THE DATA →
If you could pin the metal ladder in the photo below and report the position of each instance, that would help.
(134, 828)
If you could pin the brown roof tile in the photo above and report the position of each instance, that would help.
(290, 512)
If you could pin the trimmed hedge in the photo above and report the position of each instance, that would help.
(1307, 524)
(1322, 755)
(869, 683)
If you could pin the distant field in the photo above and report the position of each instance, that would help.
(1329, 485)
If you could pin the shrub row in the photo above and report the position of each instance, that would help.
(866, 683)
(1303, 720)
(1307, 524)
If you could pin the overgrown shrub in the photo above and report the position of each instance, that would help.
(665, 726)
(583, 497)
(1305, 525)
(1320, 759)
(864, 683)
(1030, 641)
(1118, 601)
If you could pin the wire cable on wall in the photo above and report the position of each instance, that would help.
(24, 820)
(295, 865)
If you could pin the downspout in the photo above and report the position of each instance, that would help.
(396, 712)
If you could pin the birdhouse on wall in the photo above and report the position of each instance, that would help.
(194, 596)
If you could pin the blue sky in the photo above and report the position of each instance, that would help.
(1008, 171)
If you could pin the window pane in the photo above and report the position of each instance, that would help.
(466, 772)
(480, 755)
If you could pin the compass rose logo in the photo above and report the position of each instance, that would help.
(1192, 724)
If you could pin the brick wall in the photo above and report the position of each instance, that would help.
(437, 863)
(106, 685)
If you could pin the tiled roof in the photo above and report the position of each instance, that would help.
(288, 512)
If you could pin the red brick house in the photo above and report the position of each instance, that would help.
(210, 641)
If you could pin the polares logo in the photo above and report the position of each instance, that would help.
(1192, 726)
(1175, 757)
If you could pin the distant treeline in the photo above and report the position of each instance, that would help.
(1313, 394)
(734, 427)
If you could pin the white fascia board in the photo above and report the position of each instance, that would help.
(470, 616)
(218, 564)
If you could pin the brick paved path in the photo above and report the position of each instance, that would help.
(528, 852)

WHAT THE TASK REQUIRES → Each record should come back exactly as written.

WRITTEN RESPONSE →
If you could pin the metal ladder in the photo below and report the position of each instance, that would help.
(134, 828)
If you could pin the brown roof tile in the photo above and report the position of each instance, that would help.
(290, 512)
If you could pin the trimmed hedge in the photo above and report the position of each instance, that would help.
(1307, 524)
(1322, 755)
(869, 683)
If you could pin the distant field in the photo above and report the position of each instance, that would help.
(1329, 485)
If you could pin the shrub row in the photo above and report the position of each instance, that would help.
(866, 683)
(1303, 720)
(1307, 524)
If you could pin the overgrown shrub in the photo above and report the position of each instance, that would help.
(665, 726)
(583, 497)
(1305, 525)
(1320, 759)
(864, 683)
(1030, 641)
(1118, 601)
If you could pin the wire cable on wall in the photo above and report the position of each instance, that would help.
(24, 820)
(295, 865)
If you could pin the downspout in the photo above and report the position of each instance, that would help.
(396, 712)
If you could pin the birdhouse on wall in the photo above and report the position of each instance, that would help.
(194, 596)
If you could pin the blue sky in the photo above and report the position of each instance, that would help.
(1008, 171)
If you could pin the window pane in the photo above and report the position of each instance, that would help.
(466, 772)
(480, 755)
If you could pin the compass rose logo in the photo above and report the position of each instance, that would help.
(1192, 724)
If you could pin the brick wall in the photo above and report the position of each instance, that would help.
(437, 863)
(106, 685)
If you could pin the tiled roof in the photo above and report the position of each instance, that would help.
(288, 512)
If you could pin the red brick house in the photo above and report the position of each instance, that would help.
(210, 641)
If you could pin the polares logo in the photo above and report the position of each instance, that would help.
(1192, 726)
(1175, 757)
If you could pin the distant treeline in the photo above and report the position of each instance, that would help.
(1313, 394)
(734, 427)
If you could pin the white fascia board in the photo above and report the position of each instance, that would help.
(470, 616)
(218, 564)
If you could pin the brick paved path in the photo above and report the position of each instance, that would help.
(528, 852)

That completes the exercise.